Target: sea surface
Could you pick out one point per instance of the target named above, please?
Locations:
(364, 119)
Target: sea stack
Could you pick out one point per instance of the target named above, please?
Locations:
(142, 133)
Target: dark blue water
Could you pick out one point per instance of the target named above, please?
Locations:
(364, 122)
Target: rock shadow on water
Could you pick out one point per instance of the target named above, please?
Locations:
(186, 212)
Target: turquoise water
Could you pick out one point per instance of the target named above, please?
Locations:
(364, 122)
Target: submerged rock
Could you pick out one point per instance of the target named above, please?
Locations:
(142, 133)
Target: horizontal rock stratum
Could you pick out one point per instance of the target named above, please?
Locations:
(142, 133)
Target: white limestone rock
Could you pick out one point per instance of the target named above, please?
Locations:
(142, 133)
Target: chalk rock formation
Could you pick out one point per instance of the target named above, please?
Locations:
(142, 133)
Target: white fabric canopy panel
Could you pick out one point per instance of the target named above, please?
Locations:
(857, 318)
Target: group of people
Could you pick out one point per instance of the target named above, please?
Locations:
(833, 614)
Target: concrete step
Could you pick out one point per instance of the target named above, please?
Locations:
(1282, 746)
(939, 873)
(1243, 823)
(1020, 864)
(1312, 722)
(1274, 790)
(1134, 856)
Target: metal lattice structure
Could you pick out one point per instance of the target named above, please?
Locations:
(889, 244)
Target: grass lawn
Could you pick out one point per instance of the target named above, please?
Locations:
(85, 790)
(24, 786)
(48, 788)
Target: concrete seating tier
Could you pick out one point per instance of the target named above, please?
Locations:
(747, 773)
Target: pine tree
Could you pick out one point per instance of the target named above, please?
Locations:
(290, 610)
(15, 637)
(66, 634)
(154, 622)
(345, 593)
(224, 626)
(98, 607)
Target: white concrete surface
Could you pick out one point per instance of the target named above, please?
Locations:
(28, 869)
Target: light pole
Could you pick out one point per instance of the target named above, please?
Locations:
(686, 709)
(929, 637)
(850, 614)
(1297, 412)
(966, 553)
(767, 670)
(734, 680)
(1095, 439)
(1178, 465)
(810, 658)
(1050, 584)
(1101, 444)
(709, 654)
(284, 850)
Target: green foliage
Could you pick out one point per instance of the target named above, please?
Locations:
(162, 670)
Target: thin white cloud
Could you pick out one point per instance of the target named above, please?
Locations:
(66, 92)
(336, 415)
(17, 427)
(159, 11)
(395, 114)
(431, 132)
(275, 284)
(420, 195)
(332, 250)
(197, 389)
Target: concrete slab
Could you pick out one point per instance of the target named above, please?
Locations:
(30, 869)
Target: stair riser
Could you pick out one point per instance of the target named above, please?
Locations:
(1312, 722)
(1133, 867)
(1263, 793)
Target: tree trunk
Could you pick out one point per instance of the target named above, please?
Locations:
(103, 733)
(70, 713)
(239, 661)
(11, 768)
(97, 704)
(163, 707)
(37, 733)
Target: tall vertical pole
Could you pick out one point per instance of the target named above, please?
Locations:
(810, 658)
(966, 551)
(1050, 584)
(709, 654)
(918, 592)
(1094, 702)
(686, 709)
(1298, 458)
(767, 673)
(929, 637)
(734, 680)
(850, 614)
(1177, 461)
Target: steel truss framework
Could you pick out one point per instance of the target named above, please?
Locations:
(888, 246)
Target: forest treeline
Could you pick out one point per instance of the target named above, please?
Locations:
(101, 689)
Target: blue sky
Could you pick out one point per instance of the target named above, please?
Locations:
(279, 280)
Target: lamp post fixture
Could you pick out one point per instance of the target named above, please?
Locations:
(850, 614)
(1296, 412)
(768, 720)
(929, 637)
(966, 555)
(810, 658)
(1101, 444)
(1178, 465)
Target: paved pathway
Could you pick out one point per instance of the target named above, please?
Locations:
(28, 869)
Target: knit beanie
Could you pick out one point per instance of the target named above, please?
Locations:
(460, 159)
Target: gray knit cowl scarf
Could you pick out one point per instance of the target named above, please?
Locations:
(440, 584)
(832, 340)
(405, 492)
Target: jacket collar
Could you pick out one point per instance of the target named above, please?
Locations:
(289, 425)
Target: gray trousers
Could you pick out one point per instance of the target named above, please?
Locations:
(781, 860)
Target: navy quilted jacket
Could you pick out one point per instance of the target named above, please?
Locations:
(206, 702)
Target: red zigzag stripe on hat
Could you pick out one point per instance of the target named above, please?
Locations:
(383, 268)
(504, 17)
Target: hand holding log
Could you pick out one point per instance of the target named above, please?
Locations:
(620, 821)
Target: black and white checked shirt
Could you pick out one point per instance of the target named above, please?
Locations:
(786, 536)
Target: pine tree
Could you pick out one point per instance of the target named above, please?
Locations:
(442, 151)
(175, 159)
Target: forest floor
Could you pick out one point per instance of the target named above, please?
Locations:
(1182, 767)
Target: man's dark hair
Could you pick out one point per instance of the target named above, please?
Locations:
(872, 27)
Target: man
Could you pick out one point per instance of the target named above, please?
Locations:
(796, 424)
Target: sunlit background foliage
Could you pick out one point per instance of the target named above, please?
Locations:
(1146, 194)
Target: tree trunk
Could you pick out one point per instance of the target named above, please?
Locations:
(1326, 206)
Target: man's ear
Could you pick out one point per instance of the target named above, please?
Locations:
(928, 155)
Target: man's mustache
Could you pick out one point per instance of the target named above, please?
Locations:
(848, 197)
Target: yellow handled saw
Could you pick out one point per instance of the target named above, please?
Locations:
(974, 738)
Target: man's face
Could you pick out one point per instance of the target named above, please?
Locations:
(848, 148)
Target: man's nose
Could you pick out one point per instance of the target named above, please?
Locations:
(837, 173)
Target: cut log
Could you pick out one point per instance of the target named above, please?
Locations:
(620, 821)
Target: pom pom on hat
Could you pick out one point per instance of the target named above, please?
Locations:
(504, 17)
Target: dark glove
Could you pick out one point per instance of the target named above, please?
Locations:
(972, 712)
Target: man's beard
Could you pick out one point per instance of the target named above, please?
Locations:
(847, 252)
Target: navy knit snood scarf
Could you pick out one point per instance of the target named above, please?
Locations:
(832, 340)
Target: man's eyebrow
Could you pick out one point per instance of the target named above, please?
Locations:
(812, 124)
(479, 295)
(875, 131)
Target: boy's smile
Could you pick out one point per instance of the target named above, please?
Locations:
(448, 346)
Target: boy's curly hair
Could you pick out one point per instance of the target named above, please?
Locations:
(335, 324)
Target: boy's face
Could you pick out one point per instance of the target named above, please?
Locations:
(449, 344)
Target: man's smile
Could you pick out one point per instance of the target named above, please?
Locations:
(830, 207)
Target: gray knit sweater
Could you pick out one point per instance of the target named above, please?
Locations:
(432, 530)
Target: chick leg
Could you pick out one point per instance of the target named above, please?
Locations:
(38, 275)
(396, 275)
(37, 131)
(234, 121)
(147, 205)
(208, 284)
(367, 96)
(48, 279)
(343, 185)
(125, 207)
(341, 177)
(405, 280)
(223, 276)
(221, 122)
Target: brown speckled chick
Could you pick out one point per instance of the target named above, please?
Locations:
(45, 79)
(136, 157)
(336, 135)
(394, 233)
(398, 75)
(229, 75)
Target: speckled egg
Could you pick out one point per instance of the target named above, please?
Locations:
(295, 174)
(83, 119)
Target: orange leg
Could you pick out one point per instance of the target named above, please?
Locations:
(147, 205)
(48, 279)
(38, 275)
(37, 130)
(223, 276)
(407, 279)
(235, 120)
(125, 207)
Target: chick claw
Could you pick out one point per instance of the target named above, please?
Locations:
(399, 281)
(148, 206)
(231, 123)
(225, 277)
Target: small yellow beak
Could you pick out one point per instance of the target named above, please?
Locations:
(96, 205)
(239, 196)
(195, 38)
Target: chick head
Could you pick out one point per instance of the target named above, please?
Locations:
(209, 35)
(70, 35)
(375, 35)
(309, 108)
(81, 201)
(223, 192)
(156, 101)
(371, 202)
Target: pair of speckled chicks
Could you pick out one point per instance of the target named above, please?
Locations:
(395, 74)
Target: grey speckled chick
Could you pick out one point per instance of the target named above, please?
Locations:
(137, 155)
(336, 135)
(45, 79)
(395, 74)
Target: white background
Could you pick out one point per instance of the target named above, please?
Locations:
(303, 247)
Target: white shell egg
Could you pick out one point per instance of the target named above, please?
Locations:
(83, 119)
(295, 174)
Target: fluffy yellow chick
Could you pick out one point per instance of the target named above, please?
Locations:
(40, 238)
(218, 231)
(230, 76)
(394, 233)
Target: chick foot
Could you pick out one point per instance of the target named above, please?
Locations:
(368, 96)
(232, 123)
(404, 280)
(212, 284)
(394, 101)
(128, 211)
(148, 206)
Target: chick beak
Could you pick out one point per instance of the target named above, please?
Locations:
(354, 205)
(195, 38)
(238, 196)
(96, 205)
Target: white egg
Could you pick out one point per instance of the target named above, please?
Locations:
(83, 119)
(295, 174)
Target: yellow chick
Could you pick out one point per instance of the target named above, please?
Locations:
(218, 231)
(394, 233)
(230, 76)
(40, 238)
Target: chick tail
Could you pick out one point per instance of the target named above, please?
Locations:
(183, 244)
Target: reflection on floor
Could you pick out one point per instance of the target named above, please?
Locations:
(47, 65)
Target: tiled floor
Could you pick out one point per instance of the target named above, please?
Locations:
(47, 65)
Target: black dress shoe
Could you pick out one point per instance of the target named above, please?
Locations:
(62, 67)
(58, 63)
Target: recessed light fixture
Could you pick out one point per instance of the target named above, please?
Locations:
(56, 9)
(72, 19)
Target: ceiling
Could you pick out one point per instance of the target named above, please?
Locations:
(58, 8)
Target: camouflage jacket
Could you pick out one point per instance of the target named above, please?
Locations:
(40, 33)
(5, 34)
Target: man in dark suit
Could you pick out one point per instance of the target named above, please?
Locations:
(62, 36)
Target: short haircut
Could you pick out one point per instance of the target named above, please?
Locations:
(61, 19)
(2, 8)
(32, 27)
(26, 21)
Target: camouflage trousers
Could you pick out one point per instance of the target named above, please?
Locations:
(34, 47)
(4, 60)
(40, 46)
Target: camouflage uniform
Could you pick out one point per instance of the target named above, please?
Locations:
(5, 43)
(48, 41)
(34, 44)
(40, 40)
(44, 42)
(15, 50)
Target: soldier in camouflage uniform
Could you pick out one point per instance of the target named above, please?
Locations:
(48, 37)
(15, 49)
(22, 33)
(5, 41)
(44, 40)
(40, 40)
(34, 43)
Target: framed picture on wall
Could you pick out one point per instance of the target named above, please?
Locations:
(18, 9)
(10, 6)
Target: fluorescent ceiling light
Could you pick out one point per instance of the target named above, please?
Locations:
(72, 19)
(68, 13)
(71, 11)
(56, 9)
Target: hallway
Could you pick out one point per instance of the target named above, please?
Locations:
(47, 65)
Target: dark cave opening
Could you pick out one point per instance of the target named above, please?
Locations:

**Required work**:
Set down, exactly as written, each line of the data from its opening line through the one containing "Target: turquoise water". Output nothing more.

**Solution**:
Target: sea surface
Could you pick out one point per instance of the target named above, please?
Locations:
(364, 119)
Target: sea stack
Could you pick out one point per instance of the target named above, please?
Locations:
(142, 133)
Target: dark blue water
Could you pick out one point per instance of the target named above, please?
Locations:
(364, 122)
Target: rock shadow on water
Could you pick out one point per instance of the target named above, please?
Locations:
(186, 212)
Target: turquoise water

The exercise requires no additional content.